DATA SHOWN »
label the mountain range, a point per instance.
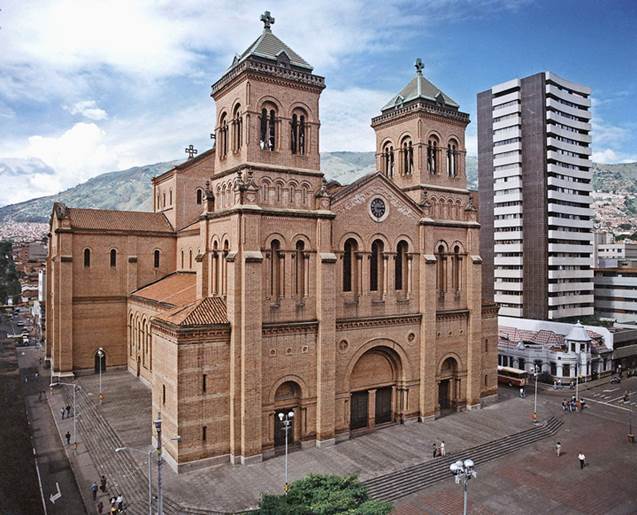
(131, 189)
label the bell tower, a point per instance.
(268, 107)
(420, 138)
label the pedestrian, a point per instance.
(93, 489)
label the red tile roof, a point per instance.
(176, 290)
(107, 219)
(206, 311)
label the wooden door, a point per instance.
(359, 410)
(383, 405)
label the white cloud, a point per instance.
(88, 109)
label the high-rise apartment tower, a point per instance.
(535, 178)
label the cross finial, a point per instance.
(267, 20)
(191, 151)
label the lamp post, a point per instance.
(286, 419)
(535, 374)
(100, 355)
(150, 483)
(75, 387)
(463, 471)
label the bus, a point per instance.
(512, 376)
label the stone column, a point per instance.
(326, 337)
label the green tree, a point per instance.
(324, 495)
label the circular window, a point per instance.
(378, 209)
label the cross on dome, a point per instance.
(267, 20)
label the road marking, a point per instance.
(607, 404)
(54, 497)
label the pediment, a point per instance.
(360, 193)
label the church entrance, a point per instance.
(359, 412)
(373, 383)
(287, 399)
(100, 361)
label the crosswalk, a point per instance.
(614, 396)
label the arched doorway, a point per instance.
(100, 361)
(448, 386)
(373, 384)
(287, 399)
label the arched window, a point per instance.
(432, 156)
(441, 264)
(299, 265)
(376, 268)
(388, 159)
(408, 157)
(400, 270)
(215, 268)
(297, 133)
(267, 137)
(457, 261)
(275, 269)
(452, 153)
(237, 122)
(223, 136)
(349, 264)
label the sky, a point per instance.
(88, 86)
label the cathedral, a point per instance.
(257, 287)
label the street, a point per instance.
(43, 453)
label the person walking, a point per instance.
(93, 489)
(582, 460)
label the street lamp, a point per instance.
(463, 471)
(286, 419)
(100, 355)
(535, 374)
(75, 387)
(150, 483)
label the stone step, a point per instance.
(416, 477)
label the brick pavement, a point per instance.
(223, 488)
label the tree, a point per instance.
(324, 495)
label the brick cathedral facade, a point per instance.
(256, 287)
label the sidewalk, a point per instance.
(124, 419)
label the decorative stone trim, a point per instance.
(391, 320)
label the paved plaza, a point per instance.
(530, 480)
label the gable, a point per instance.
(358, 195)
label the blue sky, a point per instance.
(93, 86)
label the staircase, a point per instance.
(400, 483)
(123, 474)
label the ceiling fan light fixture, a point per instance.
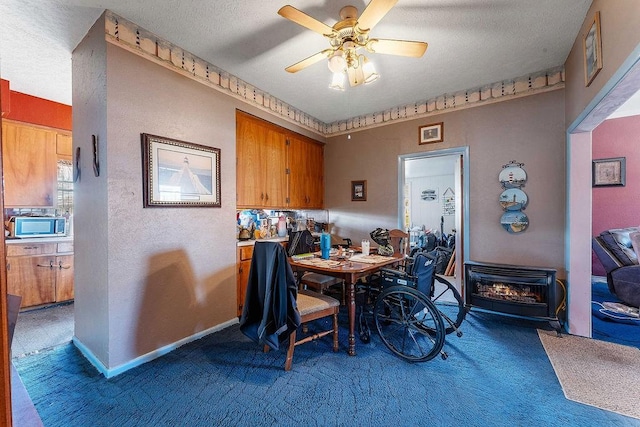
(337, 63)
(337, 81)
(370, 74)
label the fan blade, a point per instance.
(373, 13)
(397, 47)
(301, 18)
(309, 61)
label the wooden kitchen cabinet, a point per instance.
(29, 165)
(306, 173)
(42, 273)
(261, 164)
(277, 168)
(244, 266)
(64, 145)
(64, 277)
(32, 278)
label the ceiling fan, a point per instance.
(349, 35)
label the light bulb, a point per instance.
(369, 70)
(337, 63)
(337, 82)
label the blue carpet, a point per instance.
(497, 374)
(606, 329)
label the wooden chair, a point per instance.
(320, 283)
(313, 306)
(274, 309)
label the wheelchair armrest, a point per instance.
(393, 272)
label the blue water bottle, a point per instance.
(325, 245)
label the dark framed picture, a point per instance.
(179, 174)
(609, 172)
(592, 46)
(431, 133)
(358, 191)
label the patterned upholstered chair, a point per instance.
(615, 250)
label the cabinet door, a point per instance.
(306, 179)
(64, 277)
(30, 167)
(261, 163)
(64, 143)
(33, 278)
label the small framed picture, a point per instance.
(609, 172)
(358, 191)
(179, 174)
(592, 46)
(431, 133)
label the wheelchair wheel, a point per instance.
(449, 303)
(409, 324)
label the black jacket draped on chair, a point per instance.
(270, 313)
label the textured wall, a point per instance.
(616, 207)
(620, 36)
(148, 278)
(90, 195)
(529, 130)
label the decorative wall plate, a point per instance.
(513, 199)
(512, 175)
(514, 221)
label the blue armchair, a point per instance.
(614, 249)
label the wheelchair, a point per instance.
(413, 309)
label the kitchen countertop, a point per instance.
(272, 239)
(55, 239)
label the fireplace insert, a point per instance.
(531, 292)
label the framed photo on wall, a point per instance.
(609, 172)
(431, 133)
(179, 174)
(358, 191)
(592, 46)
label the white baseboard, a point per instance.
(112, 372)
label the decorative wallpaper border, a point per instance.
(134, 38)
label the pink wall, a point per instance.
(616, 207)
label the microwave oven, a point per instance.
(37, 226)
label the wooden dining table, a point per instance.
(350, 271)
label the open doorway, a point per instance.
(620, 88)
(432, 200)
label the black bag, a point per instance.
(442, 256)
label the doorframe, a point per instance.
(622, 84)
(462, 200)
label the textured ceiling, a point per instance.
(471, 43)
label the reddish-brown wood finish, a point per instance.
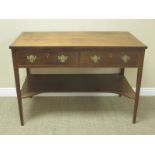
(77, 49)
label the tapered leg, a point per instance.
(138, 84)
(121, 73)
(17, 81)
(28, 71)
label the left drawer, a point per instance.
(25, 58)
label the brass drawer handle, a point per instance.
(31, 58)
(95, 58)
(125, 58)
(62, 58)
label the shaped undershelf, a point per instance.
(108, 83)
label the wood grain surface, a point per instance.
(63, 39)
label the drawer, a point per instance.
(46, 57)
(116, 58)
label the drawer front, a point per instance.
(46, 57)
(109, 58)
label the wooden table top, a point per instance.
(76, 39)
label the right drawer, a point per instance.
(109, 58)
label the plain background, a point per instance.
(77, 144)
(142, 29)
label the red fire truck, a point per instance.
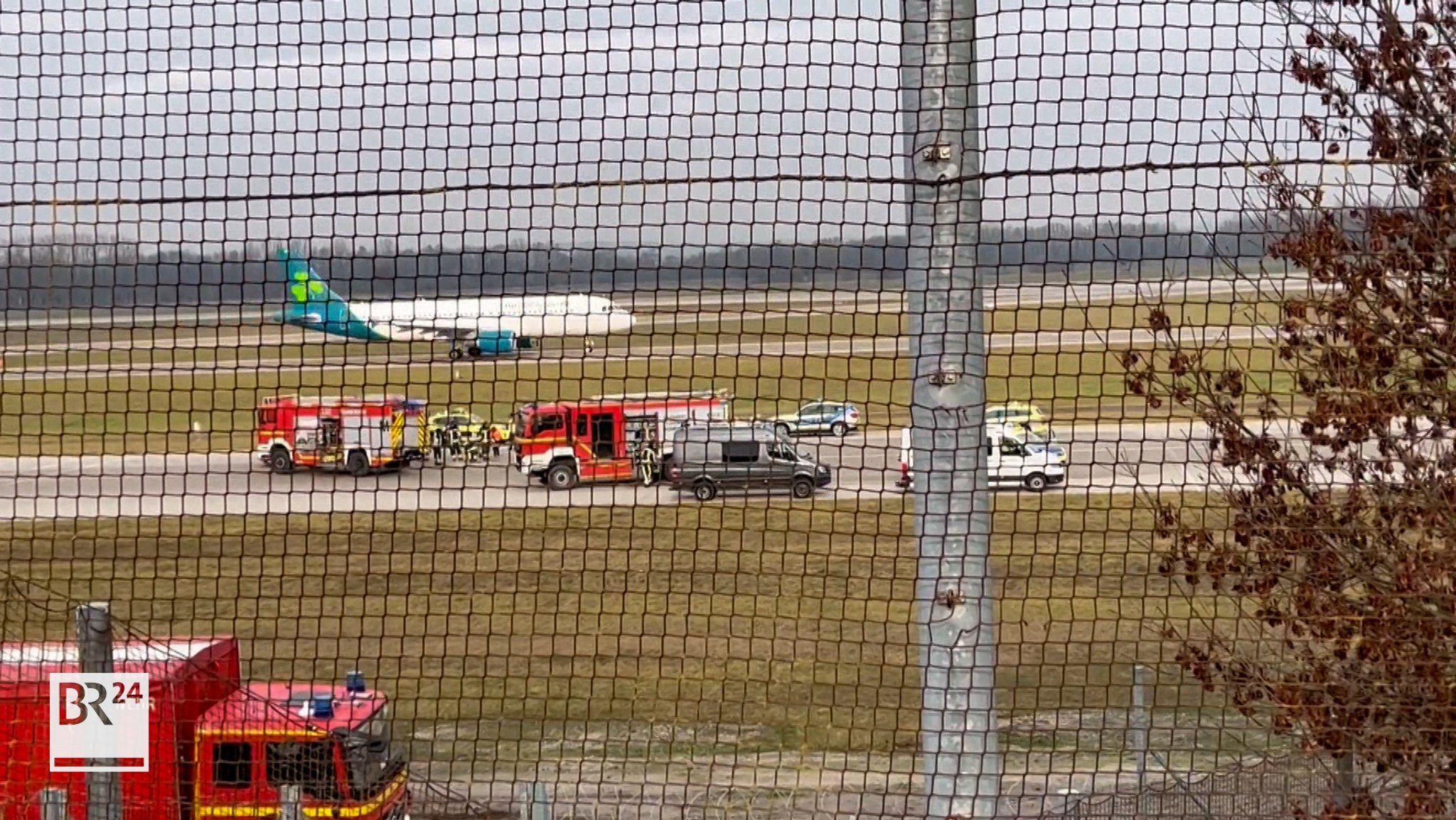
(348, 433)
(608, 439)
(219, 747)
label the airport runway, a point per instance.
(882, 347)
(839, 302)
(1104, 459)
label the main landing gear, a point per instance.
(473, 350)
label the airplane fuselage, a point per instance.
(461, 319)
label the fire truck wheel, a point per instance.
(280, 461)
(357, 464)
(561, 476)
(705, 491)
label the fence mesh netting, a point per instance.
(475, 408)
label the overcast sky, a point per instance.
(115, 98)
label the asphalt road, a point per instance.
(883, 347)
(1024, 296)
(1104, 459)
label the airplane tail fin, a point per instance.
(305, 284)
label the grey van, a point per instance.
(711, 458)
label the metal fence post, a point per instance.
(536, 803)
(290, 802)
(1140, 721)
(946, 300)
(95, 649)
(53, 804)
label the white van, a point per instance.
(1010, 459)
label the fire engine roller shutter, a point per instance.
(397, 433)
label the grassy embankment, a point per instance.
(150, 412)
(782, 628)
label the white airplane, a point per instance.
(476, 326)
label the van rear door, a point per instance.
(906, 454)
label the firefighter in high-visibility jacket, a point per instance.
(498, 437)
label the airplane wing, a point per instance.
(441, 329)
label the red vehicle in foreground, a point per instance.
(219, 746)
(608, 439)
(360, 436)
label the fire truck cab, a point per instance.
(218, 746)
(347, 433)
(608, 439)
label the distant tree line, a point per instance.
(72, 275)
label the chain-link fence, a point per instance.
(717, 410)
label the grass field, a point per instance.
(114, 414)
(215, 346)
(779, 627)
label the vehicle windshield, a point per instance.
(370, 756)
(309, 765)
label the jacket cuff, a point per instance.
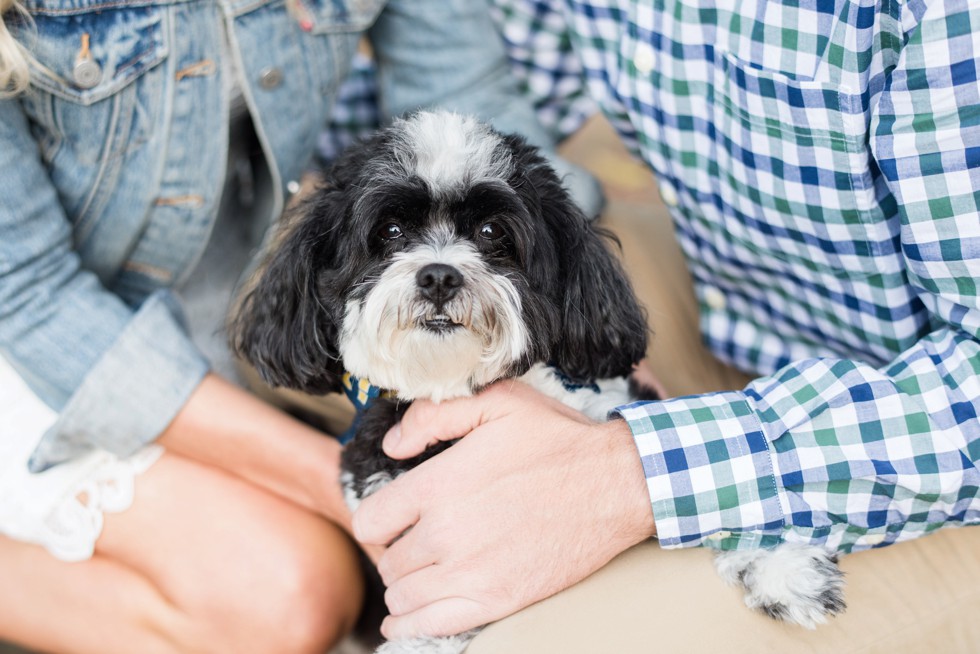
(709, 471)
(132, 393)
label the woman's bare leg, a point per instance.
(201, 562)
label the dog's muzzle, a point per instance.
(438, 283)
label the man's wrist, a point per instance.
(633, 496)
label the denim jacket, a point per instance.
(112, 165)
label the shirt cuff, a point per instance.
(709, 471)
(132, 393)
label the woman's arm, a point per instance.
(225, 427)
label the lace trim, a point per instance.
(70, 530)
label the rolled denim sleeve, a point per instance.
(449, 54)
(115, 375)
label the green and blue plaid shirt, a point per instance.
(822, 162)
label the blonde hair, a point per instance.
(14, 72)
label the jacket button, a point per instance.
(270, 78)
(87, 74)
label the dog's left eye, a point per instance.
(491, 231)
(390, 232)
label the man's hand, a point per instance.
(534, 499)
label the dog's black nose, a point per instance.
(439, 282)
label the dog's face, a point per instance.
(438, 257)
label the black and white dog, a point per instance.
(438, 257)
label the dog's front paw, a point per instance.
(793, 583)
(427, 645)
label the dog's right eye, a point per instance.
(390, 232)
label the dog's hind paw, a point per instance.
(428, 645)
(792, 583)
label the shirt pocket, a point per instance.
(794, 172)
(87, 60)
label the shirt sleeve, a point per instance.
(838, 453)
(449, 54)
(115, 375)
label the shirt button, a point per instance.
(714, 298)
(668, 194)
(643, 58)
(270, 78)
(87, 74)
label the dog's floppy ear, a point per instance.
(287, 322)
(603, 330)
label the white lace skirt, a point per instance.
(62, 508)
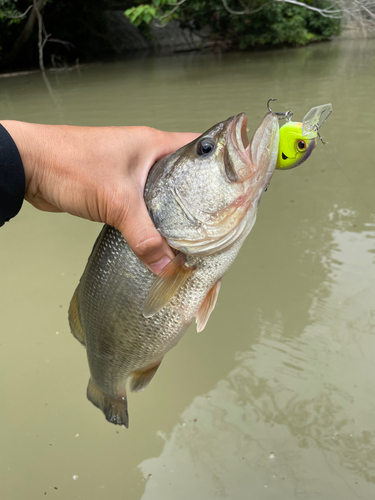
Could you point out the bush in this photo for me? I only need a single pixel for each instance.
(275, 23)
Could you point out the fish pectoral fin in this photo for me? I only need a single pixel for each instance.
(141, 379)
(115, 409)
(74, 321)
(167, 283)
(207, 306)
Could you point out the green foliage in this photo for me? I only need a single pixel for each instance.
(145, 13)
(276, 23)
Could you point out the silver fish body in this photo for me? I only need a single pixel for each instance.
(203, 199)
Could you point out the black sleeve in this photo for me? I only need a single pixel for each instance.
(12, 178)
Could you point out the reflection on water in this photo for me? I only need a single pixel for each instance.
(275, 399)
(285, 422)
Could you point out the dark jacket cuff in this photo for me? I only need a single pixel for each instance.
(12, 178)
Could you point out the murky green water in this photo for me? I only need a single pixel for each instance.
(276, 398)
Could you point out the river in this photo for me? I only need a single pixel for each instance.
(276, 398)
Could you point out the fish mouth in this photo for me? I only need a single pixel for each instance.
(239, 135)
(238, 164)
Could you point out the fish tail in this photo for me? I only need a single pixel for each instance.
(115, 410)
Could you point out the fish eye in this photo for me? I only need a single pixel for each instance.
(206, 147)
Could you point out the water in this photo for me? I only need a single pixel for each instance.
(276, 398)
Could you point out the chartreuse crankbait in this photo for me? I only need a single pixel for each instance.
(297, 140)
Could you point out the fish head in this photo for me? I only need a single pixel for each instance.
(295, 147)
(204, 197)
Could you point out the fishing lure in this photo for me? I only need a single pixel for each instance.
(297, 140)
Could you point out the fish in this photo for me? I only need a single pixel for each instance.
(203, 199)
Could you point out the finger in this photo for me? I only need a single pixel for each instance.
(139, 231)
(173, 141)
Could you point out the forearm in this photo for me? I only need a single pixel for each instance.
(97, 173)
(12, 178)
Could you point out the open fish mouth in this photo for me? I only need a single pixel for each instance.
(239, 136)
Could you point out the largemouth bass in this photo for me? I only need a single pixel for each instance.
(203, 199)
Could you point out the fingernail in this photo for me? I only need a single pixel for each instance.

YOUR INSTRUCTIONS »
Begin at the line containing "Could you point out the murky" and reproduce each line through the end of the records above.

SOLUTION »
Could you point out the murky green water in this photo for me? I only need a single pixel for each instance.
(276, 398)
Could you point out the river in this photo for me? I only need a single pixel for each instance.
(276, 398)
Could you point out the fish mouth in this photo for me? I only need a single pixel for each instance.
(239, 135)
(238, 164)
Could you point out the fish tail in this photo for me? I only need a single pixel for each instance.
(115, 410)
Could you point out the fish eye in this photo for me? I only need a single pixel for each instance.
(206, 147)
Could you point out the water in this photo for me? I only need a single pixel for each instance.
(276, 398)
Could you point out the chartreuse crankbait in this photo for me? I only need a single pixel for each instance.
(297, 140)
Could you point out the fish head in this photo for me? I only need a single pixel for each instance.
(295, 147)
(204, 197)
Could you point out the fishing lure in this photo for me? I only need a single pixel for each instance.
(297, 140)
Could you point out the fish in this photo for me? I only need a single pixel for each instance.
(203, 199)
Could you point out the finger in this photo for me? I only need a single pixel for each instance.
(139, 231)
(173, 141)
Could you point out the forearm in this photo for me? I only need a single pixel for each instance.
(97, 173)
(12, 178)
Could you point out the open fish mouth in this photo for me? I only need a single pixel for each instance.
(239, 136)
Could you point out the largemouth bass in this photo for me? I only need a single pixel for each instance.
(203, 199)
Could you point out the fingernail in this photo for me? I only need a single pixel for each instance.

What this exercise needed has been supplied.